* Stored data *
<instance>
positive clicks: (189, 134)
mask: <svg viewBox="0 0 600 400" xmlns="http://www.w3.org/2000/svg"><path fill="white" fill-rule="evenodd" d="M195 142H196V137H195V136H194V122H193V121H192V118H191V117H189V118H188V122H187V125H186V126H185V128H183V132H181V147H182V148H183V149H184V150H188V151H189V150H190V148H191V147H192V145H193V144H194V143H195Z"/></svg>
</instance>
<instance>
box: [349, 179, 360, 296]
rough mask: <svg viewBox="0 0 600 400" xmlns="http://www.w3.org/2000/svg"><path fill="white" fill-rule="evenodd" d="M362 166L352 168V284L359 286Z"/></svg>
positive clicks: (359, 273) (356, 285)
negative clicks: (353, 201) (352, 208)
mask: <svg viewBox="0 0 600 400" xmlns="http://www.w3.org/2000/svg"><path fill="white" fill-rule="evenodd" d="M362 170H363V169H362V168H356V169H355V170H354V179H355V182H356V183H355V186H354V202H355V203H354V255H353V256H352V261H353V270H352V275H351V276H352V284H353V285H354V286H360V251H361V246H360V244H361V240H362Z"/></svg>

* PROBLEM STATEMENT *
Write out every one of the entries above word for word, changing nothing.

* EXPECTED ANSWER *
<instance>
positive clicks: (189, 134)
mask: <svg viewBox="0 0 600 400" xmlns="http://www.w3.org/2000/svg"><path fill="white" fill-rule="evenodd" d="M195 142H196V137H195V136H194V122H193V121H192V118H191V117H189V118H188V122H187V125H186V126H185V128H183V132H181V147H182V148H183V149H184V150H188V151H189V150H190V148H191V147H192V145H193V144H194V143H195Z"/></svg>
</instance>
<instance>
box: [349, 179, 360, 296]
rough mask: <svg viewBox="0 0 600 400" xmlns="http://www.w3.org/2000/svg"><path fill="white" fill-rule="evenodd" d="M362 166L352 168V284L359 286Z"/></svg>
positive clicks: (359, 273) (356, 285)
negative clicks: (353, 201) (352, 208)
mask: <svg viewBox="0 0 600 400" xmlns="http://www.w3.org/2000/svg"><path fill="white" fill-rule="evenodd" d="M362 170H363V169H362V168H356V169H355V170H354V179H355V182H356V183H355V186H354V202H355V203H354V255H353V256H352V261H353V270H352V275H351V276H352V284H353V285H354V286H360V251H361V246H360V244H361V240H362Z"/></svg>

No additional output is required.